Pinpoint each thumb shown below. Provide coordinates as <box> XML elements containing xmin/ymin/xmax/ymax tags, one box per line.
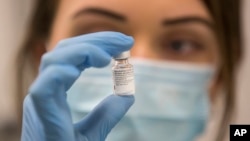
<box><xmin>74</xmin><ymin>95</ymin><xmax>134</xmax><ymax>141</ymax></box>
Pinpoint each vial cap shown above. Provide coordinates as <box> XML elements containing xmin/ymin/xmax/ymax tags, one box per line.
<box><xmin>114</xmin><ymin>51</ymin><xmax>130</xmax><ymax>59</ymax></box>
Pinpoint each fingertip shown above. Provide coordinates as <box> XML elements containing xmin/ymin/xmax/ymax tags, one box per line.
<box><xmin>110</xmin><ymin>94</ymin><xmax>135</xmax><ymax>107</ymax></box>
<box><xmin>123</xmin><ymin>35</ymin><xmax>134</xmax><ymax>48</ymax></box>
<box><xmin>91</xmin><ymin>51</ymin><xmax>112</xmax><ymax>68</ymax></box>
<box><xmin>109</xmin><ymin>31</ymin><xmax>134</xmax><ymax>44</ymax></box>
<box><xmin>98</xmin><ymin>94</ymin><xmax>135</xmax><ymax>119</ymax></box>
<box><xmin>96</xmin><ymin>31</ymin><xmax>134</xmax><ymax>52</ymax></box>
<box><xmin>83</xmin><ymin>94</ymin><xmax>135</xmax><ymax>122</ymax></box>
<box><xmin>114</xmin><ymin>32</ymin><xmax>134</xmax><ymax>50</ymax></box>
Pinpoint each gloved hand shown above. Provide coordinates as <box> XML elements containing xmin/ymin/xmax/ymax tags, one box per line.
<box><xmin>21</xmin><ymin>31</ymin><xmax>135</xmax><ymax>141</ymax></box>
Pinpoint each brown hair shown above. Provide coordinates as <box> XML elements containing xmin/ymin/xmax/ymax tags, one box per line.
<box><xmin>203</xmin><ymin>0</ymin><xmax>242</xmax><ymax>140</ymax></box>
<box><xmin>16</xmin><ymin>0</ymin><xmax>242</xmax><ymax>140</ymax></box>
<box><xmin>16</xmin><ymin>0</ymin><xmax>59</xmax><ymax>132</ymax></box>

============

* THE PROBLEM:
The response should contain only a verbatim copy of the lines from the line with "Pinpoint each brown" to the final line of the records.

* EXERCISE SOLUTION:
Pinpoint each brown hair shown above. Provide coordinates as <box> XML elements containing xmin/ymin/xmax/ymax tags, one box per line.
<box><xmin>203</xmin><ymin>0</ymin><xmax>242</xmax><ymax>140</ymax></box>
<box><xmin>16</xmin><ymin>0</ymin><xmax>242</xmax><ymax>140</ymax></box>
<box><xmin>16</xmin><ymin>0</ymin><xmax>59</xmax><ymax>132</ymax></box>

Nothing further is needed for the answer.